Information

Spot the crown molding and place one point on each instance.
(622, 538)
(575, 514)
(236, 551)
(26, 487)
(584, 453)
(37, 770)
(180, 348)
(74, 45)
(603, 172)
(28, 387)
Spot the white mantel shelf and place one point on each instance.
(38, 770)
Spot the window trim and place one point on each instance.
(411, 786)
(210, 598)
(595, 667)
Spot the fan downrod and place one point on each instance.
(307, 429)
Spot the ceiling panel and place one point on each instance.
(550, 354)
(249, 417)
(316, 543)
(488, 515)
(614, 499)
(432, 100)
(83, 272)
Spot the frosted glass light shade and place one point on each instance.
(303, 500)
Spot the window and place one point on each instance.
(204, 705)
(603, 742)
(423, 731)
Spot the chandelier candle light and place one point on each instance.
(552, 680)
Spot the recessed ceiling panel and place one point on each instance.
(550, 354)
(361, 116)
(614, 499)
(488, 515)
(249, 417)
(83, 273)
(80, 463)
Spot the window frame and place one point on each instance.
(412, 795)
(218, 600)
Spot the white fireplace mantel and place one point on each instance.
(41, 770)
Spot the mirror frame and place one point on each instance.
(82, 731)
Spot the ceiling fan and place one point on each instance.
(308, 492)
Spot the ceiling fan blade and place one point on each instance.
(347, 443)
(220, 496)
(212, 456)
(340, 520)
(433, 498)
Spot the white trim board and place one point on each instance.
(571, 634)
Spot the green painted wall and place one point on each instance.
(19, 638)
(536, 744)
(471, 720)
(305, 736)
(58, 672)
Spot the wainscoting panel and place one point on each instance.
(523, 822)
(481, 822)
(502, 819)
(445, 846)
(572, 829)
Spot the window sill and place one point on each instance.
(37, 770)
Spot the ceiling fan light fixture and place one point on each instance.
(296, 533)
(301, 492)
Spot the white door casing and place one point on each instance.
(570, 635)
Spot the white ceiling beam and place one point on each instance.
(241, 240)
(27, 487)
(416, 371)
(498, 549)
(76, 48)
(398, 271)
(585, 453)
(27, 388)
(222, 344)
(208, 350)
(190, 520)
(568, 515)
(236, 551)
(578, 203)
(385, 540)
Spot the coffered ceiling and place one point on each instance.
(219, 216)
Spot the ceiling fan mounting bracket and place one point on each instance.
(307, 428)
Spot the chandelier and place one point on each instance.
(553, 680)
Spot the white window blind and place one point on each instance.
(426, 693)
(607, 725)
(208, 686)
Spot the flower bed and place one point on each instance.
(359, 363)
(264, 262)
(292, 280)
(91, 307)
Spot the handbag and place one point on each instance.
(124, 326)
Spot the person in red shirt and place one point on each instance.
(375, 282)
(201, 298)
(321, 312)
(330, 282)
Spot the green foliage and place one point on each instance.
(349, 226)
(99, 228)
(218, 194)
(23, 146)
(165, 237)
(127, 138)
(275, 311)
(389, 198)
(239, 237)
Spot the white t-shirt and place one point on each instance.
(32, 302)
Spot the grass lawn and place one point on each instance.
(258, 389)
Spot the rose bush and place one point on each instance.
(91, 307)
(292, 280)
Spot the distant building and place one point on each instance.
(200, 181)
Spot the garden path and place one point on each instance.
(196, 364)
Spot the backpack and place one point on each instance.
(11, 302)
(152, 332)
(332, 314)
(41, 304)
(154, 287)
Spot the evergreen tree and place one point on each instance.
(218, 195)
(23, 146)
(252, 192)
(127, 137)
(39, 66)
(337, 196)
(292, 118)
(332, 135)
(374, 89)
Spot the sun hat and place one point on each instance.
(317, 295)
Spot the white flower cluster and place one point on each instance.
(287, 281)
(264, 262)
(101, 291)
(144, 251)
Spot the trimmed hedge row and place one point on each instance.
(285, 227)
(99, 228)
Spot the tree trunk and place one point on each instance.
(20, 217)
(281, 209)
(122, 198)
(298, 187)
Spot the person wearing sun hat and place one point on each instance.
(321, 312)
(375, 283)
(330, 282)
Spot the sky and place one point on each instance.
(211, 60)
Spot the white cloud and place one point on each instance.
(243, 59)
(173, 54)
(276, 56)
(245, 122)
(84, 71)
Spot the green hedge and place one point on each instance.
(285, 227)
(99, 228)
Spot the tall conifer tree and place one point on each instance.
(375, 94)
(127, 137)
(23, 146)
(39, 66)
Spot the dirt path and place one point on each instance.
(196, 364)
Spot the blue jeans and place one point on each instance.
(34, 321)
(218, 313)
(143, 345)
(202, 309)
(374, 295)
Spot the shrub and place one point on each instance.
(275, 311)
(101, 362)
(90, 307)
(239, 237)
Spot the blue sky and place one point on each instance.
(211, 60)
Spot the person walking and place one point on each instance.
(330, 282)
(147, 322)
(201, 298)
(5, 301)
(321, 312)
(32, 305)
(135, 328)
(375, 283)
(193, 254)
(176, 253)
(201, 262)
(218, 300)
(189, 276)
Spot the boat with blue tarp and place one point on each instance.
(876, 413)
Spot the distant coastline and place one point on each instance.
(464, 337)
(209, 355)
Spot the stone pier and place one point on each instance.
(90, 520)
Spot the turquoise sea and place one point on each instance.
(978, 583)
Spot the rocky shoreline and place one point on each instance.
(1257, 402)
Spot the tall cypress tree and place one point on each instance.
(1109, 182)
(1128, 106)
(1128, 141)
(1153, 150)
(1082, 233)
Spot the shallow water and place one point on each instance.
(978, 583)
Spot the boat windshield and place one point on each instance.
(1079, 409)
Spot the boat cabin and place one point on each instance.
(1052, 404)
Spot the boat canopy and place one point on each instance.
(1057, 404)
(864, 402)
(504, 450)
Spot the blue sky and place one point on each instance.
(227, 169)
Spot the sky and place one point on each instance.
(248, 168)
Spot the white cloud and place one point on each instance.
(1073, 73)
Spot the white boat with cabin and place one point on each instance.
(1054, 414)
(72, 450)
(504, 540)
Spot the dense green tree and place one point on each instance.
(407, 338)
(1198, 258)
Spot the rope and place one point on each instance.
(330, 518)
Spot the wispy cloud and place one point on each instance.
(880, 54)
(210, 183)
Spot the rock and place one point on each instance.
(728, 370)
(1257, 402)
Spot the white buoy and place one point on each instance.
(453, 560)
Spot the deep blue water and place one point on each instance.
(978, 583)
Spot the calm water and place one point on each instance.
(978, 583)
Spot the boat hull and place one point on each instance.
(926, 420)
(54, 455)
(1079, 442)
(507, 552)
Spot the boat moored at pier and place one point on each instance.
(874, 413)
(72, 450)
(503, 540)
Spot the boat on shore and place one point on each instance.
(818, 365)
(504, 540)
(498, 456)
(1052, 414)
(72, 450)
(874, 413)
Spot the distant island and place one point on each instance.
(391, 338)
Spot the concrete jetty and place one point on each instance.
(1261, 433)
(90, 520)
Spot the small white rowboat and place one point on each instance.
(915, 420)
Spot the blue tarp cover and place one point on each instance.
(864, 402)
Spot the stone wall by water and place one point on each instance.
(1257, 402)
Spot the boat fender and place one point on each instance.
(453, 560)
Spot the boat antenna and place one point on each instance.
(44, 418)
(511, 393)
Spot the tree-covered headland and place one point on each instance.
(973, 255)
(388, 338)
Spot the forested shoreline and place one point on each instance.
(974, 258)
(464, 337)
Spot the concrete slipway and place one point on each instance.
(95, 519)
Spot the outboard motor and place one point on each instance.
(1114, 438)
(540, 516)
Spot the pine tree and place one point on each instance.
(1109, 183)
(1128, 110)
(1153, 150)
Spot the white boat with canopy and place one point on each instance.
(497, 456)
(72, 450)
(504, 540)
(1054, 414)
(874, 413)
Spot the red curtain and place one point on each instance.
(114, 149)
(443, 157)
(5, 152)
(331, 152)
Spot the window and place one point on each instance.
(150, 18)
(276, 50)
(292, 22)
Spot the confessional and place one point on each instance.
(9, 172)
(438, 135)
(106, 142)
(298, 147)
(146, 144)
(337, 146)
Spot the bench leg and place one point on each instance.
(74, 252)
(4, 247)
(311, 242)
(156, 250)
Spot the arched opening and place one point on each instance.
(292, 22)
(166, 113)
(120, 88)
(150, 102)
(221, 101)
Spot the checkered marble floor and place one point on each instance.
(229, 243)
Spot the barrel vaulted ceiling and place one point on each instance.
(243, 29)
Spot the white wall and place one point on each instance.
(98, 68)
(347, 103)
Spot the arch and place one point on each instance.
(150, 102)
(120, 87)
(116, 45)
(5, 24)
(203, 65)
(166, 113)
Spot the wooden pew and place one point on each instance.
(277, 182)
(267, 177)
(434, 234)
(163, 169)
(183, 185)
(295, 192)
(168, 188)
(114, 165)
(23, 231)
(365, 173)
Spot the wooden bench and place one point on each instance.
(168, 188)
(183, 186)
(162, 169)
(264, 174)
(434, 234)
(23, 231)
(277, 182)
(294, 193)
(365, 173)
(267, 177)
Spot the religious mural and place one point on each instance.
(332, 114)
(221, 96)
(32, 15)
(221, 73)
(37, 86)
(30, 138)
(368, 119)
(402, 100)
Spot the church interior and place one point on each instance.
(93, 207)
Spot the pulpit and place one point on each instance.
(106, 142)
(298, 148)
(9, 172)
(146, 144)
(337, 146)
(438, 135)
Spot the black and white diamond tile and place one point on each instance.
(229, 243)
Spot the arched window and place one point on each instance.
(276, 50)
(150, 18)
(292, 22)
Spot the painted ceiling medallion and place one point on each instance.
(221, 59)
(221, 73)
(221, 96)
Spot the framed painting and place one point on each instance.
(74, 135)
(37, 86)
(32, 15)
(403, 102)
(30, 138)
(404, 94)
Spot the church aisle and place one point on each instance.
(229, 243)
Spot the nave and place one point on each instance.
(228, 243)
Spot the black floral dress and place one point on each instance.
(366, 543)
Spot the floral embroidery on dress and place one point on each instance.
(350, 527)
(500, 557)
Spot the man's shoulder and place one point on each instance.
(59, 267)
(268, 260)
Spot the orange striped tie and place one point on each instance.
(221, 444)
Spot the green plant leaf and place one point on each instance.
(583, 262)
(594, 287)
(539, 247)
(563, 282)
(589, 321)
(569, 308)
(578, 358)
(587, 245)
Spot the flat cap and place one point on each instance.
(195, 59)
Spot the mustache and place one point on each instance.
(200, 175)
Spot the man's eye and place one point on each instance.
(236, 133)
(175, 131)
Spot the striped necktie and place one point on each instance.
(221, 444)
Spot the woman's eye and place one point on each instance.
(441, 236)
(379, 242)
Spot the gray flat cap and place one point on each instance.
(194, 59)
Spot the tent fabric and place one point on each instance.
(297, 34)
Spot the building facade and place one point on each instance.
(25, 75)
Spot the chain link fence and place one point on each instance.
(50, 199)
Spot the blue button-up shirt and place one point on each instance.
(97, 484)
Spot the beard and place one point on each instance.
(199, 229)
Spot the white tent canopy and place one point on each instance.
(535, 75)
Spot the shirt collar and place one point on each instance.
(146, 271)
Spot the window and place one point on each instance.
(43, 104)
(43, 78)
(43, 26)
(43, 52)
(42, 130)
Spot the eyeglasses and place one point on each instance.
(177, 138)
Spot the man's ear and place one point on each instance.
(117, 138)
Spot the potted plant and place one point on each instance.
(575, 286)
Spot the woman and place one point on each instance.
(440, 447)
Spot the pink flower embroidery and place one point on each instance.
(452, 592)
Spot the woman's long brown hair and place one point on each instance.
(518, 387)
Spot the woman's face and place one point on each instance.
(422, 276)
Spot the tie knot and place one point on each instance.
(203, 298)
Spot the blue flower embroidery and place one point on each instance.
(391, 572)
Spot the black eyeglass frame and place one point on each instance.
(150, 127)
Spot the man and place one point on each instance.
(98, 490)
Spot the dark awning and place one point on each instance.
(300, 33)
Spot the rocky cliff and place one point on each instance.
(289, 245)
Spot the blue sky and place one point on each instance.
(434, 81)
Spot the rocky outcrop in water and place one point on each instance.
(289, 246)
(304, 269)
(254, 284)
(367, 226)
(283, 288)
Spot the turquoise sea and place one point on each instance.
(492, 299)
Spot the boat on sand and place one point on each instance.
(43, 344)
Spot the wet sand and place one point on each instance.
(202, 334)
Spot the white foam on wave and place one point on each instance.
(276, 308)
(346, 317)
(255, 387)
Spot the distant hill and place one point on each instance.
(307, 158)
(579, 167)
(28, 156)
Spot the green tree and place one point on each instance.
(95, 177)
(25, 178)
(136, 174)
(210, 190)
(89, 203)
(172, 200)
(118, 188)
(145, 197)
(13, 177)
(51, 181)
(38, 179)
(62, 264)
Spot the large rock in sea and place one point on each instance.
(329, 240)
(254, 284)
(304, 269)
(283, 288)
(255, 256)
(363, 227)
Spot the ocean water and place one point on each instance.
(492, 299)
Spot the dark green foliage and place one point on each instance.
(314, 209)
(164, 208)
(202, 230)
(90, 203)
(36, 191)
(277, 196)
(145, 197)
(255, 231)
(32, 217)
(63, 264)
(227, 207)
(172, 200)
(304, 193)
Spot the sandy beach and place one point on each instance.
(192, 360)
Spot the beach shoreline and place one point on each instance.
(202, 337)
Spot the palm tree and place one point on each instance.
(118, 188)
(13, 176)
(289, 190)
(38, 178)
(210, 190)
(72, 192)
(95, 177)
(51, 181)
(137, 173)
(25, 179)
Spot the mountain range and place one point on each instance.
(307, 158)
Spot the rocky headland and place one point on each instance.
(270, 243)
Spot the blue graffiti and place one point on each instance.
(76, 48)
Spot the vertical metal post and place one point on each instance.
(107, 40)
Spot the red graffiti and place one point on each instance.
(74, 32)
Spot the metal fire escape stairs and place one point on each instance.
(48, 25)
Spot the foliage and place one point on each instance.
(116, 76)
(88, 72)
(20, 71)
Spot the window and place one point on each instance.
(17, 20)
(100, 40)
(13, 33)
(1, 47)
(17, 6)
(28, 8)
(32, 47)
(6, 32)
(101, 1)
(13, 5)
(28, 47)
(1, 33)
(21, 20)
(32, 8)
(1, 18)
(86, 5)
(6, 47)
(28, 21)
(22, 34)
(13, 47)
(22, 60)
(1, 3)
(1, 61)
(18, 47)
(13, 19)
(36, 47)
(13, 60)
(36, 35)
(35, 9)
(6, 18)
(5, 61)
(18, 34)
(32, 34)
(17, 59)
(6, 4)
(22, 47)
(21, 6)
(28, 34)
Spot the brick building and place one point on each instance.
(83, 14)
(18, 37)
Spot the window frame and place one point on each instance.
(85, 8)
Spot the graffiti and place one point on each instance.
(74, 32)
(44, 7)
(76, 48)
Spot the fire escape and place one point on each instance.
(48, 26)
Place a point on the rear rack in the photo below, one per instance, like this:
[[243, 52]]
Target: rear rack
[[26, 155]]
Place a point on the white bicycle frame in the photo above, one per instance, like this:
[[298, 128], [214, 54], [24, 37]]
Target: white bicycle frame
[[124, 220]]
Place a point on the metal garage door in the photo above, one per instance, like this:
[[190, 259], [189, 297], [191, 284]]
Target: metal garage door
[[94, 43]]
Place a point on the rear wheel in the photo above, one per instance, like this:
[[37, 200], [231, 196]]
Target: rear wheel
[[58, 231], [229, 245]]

Directions
In the listing above, take the line containing "[[243, 52]]" as the start and write out every line through the last one exactly, with nothing added.

Worked solution
[[243, 52]]
Target: rear rack
[[26, 155]]
Place a point on the white bicycle frame in the photo above, one per instance, like this:
[[298, 128], [214, 54], [24, 37]]
Target: white bicycle frame
[[124, 220]]
Place a point on the metal garage door in the photo above, one per instance, like this:
[[190, 259], [189, 297], [191, 284]]
Target: metal garage door
[[94, 43]]
Place a point on the rear wheel in the photo above, one per instance, like this:
[[37, 200], [231, 196]]
Target: rear wheel
[[58, 231], [229, 245]]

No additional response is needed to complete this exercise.